## [Written request]
Can you edit every one of these rows so that "with semicolons" becomes "separated by commas" wherever it appears, with nothing else changed?

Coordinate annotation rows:
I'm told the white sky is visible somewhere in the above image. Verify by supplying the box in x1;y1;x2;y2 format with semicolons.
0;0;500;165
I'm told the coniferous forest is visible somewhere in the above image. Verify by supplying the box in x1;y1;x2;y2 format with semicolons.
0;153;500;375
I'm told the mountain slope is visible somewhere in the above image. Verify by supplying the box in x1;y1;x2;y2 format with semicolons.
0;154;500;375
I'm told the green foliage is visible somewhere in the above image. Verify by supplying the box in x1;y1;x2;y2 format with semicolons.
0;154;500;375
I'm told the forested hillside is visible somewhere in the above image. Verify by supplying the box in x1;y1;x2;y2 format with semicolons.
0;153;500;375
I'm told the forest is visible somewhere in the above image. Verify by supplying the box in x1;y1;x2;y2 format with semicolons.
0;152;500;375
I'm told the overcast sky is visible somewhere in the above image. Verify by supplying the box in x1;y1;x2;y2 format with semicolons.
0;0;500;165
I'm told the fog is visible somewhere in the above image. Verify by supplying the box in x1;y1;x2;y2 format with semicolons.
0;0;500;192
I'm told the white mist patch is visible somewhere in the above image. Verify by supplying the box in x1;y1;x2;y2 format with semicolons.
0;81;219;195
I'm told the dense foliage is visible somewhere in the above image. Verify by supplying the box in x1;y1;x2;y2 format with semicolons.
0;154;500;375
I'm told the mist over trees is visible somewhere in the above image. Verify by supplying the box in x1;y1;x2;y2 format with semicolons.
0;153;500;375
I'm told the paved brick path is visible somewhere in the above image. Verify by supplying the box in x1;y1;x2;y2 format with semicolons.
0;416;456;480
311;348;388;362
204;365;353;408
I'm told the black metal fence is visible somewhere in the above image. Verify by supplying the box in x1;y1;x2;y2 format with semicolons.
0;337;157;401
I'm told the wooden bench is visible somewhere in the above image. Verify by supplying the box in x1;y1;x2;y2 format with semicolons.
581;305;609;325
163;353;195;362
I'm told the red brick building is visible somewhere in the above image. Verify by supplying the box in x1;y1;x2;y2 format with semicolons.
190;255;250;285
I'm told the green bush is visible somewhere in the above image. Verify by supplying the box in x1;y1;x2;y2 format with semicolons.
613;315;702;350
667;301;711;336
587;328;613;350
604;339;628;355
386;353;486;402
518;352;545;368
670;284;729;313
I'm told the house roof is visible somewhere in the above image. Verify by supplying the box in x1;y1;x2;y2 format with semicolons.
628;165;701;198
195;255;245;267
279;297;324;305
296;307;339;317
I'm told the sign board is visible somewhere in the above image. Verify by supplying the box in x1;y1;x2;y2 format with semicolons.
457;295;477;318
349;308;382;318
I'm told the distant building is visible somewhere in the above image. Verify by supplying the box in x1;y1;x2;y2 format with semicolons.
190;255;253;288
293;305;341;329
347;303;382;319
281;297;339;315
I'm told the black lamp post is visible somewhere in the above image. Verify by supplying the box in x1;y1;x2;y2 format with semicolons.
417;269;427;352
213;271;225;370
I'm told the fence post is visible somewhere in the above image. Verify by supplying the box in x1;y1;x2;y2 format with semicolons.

## [Full solution]
I'm told the white sky is visible somewhere in the above image. Verify by supplying the box in x1;y1;x2;y2 format separated by commas.
0;0;500;165
I'm told the coniferous forest is visible somewhere in the above image. Verify by supplying the box in x1;y1;x2;y2 format separated by commas.
0;153;500;375
I'm told the mountain slope is visible somewhere in the above image. Verify by supplying the box in x1;y1;x2;y2 format separated by commas.
0;154;500;375
I'm told the green foliage is visible somewhere in the above image. Verify by supplying the box in x1;y1;x2;y2 format separated by commas.
0;154;500;375
I'm told the forested hillside is visible somewhere in the above image. Verify by supplying the box in x1;y1;x2;y2 format separated by commas.
0;153;500;375
I'm told the forest is visible somewhere in the above image. Verify by supplying the box in x1;y1;x2;y2 format separated by commas.
0;152;500;375
I'm told the overcast sky is visible somewhere in the above image. Verify by supplying the box in x1;y1;x2;y2 format separated by commas.
0;0;500;165
I'm told the fog is visible somewhere in the above image. Verify by supplying the box in x1;y1;x2;y2 format separated by commas.
0;0;500;192
I'm told the white mist patch is visible somewhere in the above image. Verify by supplying the box in x1;y1;x2;y2 format separated by commas.
0;81;219;195
I'm told the dense foliage is visible somewhere in the above image. Verify by supplying the box in x1;y1;x2;y2 format separated by commas.
0;154;500;375
I'm told the mist over trees is visible somewhere in the above image. Verify by supplying the box in x1;y1;x2;y2 format separated by commas.
0;153;500;375
I'm told the paved brick path is visible somewhere in the above image. Verify by supplying the box in x1;y1;x2;y2 format separated by commas.
0;416;456;480
311;348;388;362
204;365;353;408
I'm told the black metal fence is visible somewhere in the above image. Verify by supplying the box in x1;y1;x2;y2 format separated by commas.
0;337;157;401
I'm told the wooden bench is visible somewhere in the above image. Verify by supplying the box in x1;y1;x2;y2 format separated by commas.
581;305;609;325
163;353;195;362
I'm told the red brick building is visible somewhere in the above image. Verify by supplying the box in x1;y1;x2;y2 format separated by commas.
190;255;250;285
I'm told the green bush is visible somewhere in the above image. Verify by supplying the box in x1;y1;x2;y2 format separated by commas.
613;315;702;350
667;301;711;336
587;328;613;350
604;339;628;355
386;353;486;402
518;352;545;368
670;284;729;313
I'm told the house roof is visible somewhere in the above image. Verify by supplying the box in x1;y1;x2;y2 format separated by commas.
628;165;701;198
195;255;245;267
279;297;324;305
296;307;339;317
I'm told the sign board is visible somewhere in the above image. Verify by supplying the box in x1;y1;x2;y2 format separated by commas.
457;295;477;318
349;308;382;318
I'm told the distant building is visible somewhere in the above image. Verify by supplying the box in x1;y1;x2;y2 format separated by commas.
190;255;253;288
293;305;341;329
347;303;382;319
281;297;339;315
I'm told the black lamp post is visible somewhere in the above image. Verify by supplying the box in x1;y1;x2;y2 format separated by commas.
417;269;427;352
213;271;225;370
I'm told the fence post is visible somewhere in the above image. Verify by supplying the box in x1;y1;x2;y2 format separated by commas.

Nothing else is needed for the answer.